## Provided records
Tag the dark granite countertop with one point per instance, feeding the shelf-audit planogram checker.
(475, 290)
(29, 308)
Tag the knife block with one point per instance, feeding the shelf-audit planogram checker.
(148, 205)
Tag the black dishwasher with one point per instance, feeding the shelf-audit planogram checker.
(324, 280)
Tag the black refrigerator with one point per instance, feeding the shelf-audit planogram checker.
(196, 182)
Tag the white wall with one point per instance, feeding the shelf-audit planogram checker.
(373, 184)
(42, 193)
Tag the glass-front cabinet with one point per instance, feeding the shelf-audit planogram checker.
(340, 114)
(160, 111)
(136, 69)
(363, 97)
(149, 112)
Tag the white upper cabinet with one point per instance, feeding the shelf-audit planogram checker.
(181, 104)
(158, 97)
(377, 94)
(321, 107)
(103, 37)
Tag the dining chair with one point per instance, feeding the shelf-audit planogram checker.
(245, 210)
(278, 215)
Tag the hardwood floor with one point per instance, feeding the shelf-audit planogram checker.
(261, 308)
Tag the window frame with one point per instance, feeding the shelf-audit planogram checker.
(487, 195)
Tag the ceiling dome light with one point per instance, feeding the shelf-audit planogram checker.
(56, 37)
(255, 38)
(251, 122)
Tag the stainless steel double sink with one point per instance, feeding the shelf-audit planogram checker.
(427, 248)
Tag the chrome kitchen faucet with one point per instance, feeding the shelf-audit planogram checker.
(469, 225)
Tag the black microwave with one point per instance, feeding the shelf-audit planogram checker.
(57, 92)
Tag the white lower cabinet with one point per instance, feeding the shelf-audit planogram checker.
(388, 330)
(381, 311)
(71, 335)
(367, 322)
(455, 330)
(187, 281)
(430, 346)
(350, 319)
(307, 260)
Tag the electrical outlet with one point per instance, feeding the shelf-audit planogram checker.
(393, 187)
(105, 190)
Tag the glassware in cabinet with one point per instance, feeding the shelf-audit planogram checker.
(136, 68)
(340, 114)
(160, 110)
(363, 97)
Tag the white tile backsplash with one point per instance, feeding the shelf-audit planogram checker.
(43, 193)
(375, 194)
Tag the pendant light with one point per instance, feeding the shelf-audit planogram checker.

## Work to be completed
All entries above must be reproduced without a single change.

## Written reply
Tag the dark granite countertop with one point per instance, feeding the shelf-audit planogram checker.
(475, 290)
(29, 308)
Tag the knife block with one point per instance, feeding the shelf-audit planogram checker.
(148, 205)
Tag the black dishwasher with one point per instance, feeding the shelf-audit planogram checker.
(324, 280)
Tag the black refrigerator with one point per instance, feeding the shelf-audit planogram checker.
(196, 182)
Tag the white wall with one point per instance, feeding the shelf-audit planogram checker.
(373, 184)
(42, 193)
Tag the glass-front cabinet with one point per instance, feeding the shelf-audit planogram checker.
(340, 114)
(160, 111)
(136, 69)
(363, 97)
(149, 112)
Tag the white upper cabinet with one point per instance, feeding the shelf-audit planogram checker.
(181, 104)
(158, 97)
(377, 94)
(321, 107)
(103, 37)
Tag the dining chair with one point per instance, feeding the shelf-audit planogram checker.
(245, 210)
(278, 215)
Tag the hardwood floor with one point per instance, feeding the shelf-audit planogram checker.
(261, 308)
Tag the window frame with one point per instance, feeding the shelf-audit planogram checker.
(487, 195)
Tag the ceiling dome light with one point per instance, feeding the shelf-audit planogram checker.
(56, 37)
(255, 38)
(251, 122)
Tag the stainless steel double sink with one point per instance, feeding the shelf-audit planogram checker.
(427, 248)
Tag the chrome kitchen faucet with one point per instance, feeding the shelf-audit planogram checker.
(469, 225)
Tag the black microwave with one point per instance, feeding the shelf-audit planogram checker.
(57, 92)
Tag the white lower cabinet with one point per instance, feeding the shelf-audit planogram checker.
(388, 330)
(381, 311)
(71, 335)
(367, 322)
(455, 330)
(187, 281)
(430, 346)
(350, 319)
(307, 260)
Tag the electrical outlet with one point per instance, feeding the shelf-audit planogram checker.
(393, 187)
(105, 190)
Tag the glassware in cabinet with one point per instance, feeding the shelf-audit planogram checker.
(136, 68)
(340, 114)
(160, 110)
(363, 97)
Tag the white tile backsplash with one point per instance, feeding the shelf-audit planogram checker.
(43, 193)
(375, 194)
Tag the pendant light with one point per instance, feeding the shelf-audit planogram checker.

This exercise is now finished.